→ TASK PROMPT
Print every line of the records below unchanged, but leave out the pictures.

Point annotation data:
* BEGIN *
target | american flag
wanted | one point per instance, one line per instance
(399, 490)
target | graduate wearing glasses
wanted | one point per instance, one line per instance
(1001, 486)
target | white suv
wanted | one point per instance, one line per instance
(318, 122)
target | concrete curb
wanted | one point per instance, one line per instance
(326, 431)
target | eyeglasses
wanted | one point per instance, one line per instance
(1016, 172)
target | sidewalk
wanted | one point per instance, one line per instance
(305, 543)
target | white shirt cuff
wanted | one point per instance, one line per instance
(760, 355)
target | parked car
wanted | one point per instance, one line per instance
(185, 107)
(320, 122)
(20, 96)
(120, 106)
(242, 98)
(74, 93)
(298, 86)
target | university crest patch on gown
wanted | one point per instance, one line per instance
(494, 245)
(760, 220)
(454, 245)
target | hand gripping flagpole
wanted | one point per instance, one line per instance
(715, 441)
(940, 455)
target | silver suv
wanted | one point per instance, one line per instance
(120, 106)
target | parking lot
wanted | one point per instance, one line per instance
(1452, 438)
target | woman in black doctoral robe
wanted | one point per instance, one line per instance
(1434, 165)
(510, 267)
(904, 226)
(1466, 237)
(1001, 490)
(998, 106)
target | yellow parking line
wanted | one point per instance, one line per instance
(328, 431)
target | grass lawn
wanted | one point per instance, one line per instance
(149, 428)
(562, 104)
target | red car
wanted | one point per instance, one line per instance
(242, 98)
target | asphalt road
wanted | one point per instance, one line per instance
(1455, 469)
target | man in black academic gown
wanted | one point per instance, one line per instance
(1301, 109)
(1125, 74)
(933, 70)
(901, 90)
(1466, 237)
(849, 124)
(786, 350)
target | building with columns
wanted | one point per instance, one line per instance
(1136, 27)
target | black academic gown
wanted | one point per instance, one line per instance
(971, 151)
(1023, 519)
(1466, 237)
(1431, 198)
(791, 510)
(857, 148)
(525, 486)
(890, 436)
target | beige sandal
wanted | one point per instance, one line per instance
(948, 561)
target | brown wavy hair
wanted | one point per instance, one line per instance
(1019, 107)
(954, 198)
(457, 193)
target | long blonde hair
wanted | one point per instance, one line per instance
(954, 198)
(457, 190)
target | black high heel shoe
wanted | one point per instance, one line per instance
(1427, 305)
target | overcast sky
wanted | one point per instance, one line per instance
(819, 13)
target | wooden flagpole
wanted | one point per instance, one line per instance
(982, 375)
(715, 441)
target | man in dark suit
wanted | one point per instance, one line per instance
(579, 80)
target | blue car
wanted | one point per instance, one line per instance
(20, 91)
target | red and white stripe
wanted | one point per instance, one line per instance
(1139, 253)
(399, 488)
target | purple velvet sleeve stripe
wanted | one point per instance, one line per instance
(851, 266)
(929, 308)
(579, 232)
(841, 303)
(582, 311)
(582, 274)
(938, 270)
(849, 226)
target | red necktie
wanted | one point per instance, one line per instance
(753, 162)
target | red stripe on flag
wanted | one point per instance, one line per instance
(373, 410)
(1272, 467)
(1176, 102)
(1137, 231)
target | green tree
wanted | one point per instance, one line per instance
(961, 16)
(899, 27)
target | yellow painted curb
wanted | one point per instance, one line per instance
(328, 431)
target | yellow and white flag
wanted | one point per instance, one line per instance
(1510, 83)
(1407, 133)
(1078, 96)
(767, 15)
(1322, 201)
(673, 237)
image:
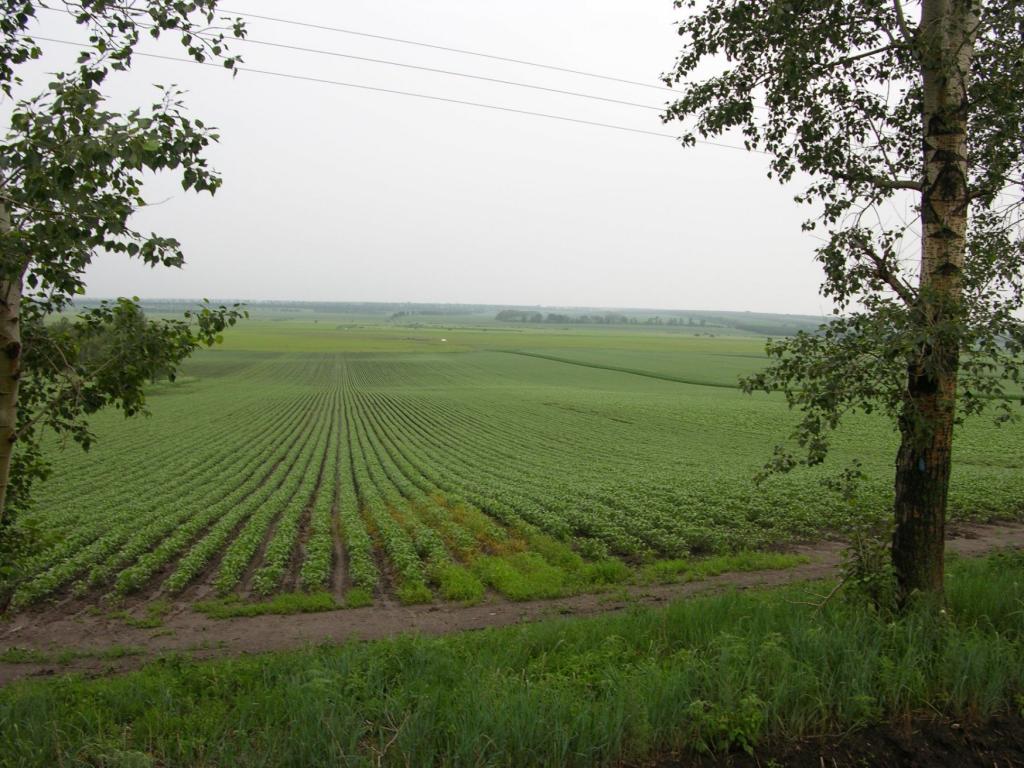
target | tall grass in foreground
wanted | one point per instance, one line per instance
(714, 673)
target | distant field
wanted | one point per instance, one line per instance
(445, 462)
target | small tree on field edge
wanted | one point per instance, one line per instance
(71, 177)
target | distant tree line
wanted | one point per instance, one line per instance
(605, 318)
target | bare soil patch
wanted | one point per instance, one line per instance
(921, 743)
(183, 631)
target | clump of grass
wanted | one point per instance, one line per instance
* END *
→ REPLY
target | american flag
wanted | one point per instance, one line per instance
(399, 490)
target | graduate wearing glasses
wanted | one point per instance, one line per instance
(1001, 486)
target | white suv
wanted | one point per instance, one line per instance
(318, 122)
target | concrete curb
wanted | one point per instance, one line per instance
(326, 431)
target | eyeglasses
wanted | one point per instance, one line per instance
(1016, 172)
target | sidewalk
wanted | one point per instance, one line per instance
(305, 543)
target | white shirt cuff
wanted | one point per instance, one line per instance
(760, 355)
target | parked car
wanted | one point per instance, one line per instance
(185, 107)
(320, 122)
(20, 96)
(120, 106)
(242, 98)
(74, 93)
(298, 86)
target | university crest patch on gown
wanted | one point per instance, one line per instance
(494, 245)
(760, 220)
(454, 245)
target | hand gripping flagpole
wanted | one point per instance, one line per instance
(715, 441)
(940, 455)
target | silver suv
wanted | one point per instance, one line per instance
(120, 106)
target | parking lot
wanted | one point per instance, one line per instance
(1452, 438)
target | woman in black doctoral robe
wanted | one point per instance, one line per instance
(1434, 165)
(510, 267)
(904, 226)
(1466, 237)
(1001, 490)
(998, 106)
target | yellow parking line
wanted | one point per instance, one line per instance
(328, 431)
target | grass lawn
wanted | one point per instance, one line per instance
(149, 428)
(562, 104)
target | red car
wanted | one point per instance, one line per instance
(242, 98)
target | asphalt road
wanted | one point per instance, one line per instance
(1455, 469)
target | man in black academic gown
wanted | one point per instance, one line per instance
(1301, 109)
(1125, 74)
(933, 70)
(901, 90)
(1466, 237)
(849, 124)
(786, 350)
target | building with columns
wanted | one point per instance, one line per instance
(1136, 27)
target | black academic gown
wanted | one point per instance, one line per instance
(971, 151)
(1023, 519)
(1466, 237)
(1431, 198)
(791, 510)
(857, 148)
(525, 486)
(890, 436)
target | beige sandal
wanted | one point per instance, one line per instance
(948, 561)
target | brown wavy hair
wanted | one point per instance, one line per instance
(1019, 107)
(954, 198)
(457, 193)
target | long blonde hair
wanted | one point per instance, one line per instance
(954, 198)
(457, 190)
target | black high heel shoe
wanted | one point per instance, one line per instance
(1427, 305)
target | overcast sky
wanted | one point per instance, one line per instance
(819, 13)
target | wooden flagpole
wanted | one point per instance, one line per instance
(982, 375)
(715, 441)
target | man in dark suit
wanted | one point per instance, one line per instance
(579, 80)
target | blue car
wanted | one point per instance, one line per instance
(20, 91)
target | red and white stripe
wanted | one point per instance, one line per instance
(1139, 253)
(399, 488)
target | purple velvet sleeve stripe
wanted | one point per instance, one line per instance
(851, 266)
(929, 308)
(579, 232)
(841, 303)
(582, 311)
(582, 274)
(938, 270)
(849, 226)
target | red necktie
wanted | one point per instance, one line per instance
(753, 162)
target | red stripe on flag
wanted | one point per instance, one line per instance
(373, 410)
(1272, 467)
(1176, 102)
(1137, 231)
target | green tree
wanted | one point per instance, one line per instance
(961, 16)
(899, 27)
target | yellow painted curb
wanted | one point per instance, one line per instance
(328, 431)
target | yellow and white flag
wanted | one point per instance, one line per instance
(1510, 83)
(1407, 133)
(1078, 96)
(767, 15)
(1322, 201)
(673, 237)
image:
target | tall grass in foreground
wanted | one point per instance, one line per instance
(714, 673)
target | distant field
wanted | one point per instance, one line per instance
(445, 462)
target | small tree on field edge
wanted | one point per instance, one line per instance
(71, 177)
target | distant tree line
wanted | one point per instance, one line per instance
(605, 318)
target | bare soil patch
wanted | one point per instance, one line per instance
(921, 743)
(183, 631)
target | clump of grass
wanted | one point per instance, one line per instance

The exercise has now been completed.